Carlsen’s compassion for people going through tough times originates from her childhood; both her parents had gone through divorces from previous spouses. “So I do have an understanding of what that means,” she says. “When a case gets nasty, or it’s someone’s safety, or there are children impacted, we will do whatever needs to be done.”

Another difficult case involved a man who was attempting to paint his wife as erratic and a poor parent. “He had told her that they were all moving to another state,” Carlsen says, “so she got a job and relocated. But after she moved, he flipped things around and stayed here with the children. Then he filed for divorce, sued for custody, saying she had abandoned them, and got a temporary custody order.”

The court appointed a guardian ad litem to oversee the children’s care, and Carlsen decided the best approach was not to fight the temporary order directly, but to have the mother gain the guardian’s confidence. “I realized that [the mother] was just such a warm, loving person—we wanted the guardian to get to know her.

“One day, we were getting close to trial, and it all just clicked. The guardian saw what we had seen—who she was, how the husband had manipulated things to make her look like a poor parent.” The mother ended up getting custody.

Working just minutes from Joint Base Lewis-McChord, Carlsen has become an expert in military family law, which is close to her heart since her father and both grandfathers are veterans. “There’s a large group of people who move a lot, and are subject to state, military and federal law. And deployments are hard on families,” she says. “Younger couples, who may be in different countries for a long time, find it especially difficult.”

# Listed entries:
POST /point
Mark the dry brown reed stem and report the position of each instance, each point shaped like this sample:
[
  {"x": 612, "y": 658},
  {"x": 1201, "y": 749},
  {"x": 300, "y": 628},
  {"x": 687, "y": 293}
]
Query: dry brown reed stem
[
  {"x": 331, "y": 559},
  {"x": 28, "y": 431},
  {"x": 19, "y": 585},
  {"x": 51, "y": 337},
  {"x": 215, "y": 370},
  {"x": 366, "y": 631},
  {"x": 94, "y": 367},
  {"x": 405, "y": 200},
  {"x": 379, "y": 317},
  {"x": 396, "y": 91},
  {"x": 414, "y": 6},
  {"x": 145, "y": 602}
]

# What you will do:
Answer these about the passage on Carlsen:
1. What had both of Carlsen's parents gone through?
2. Whom did the court appoint to oversee the children's care?
3. Which of Carlsen's relatives are veterans?

# Answer section:
1. Divorces from previous spouses.
2. A guardian ad litem.
3. Her father and both grandfathers.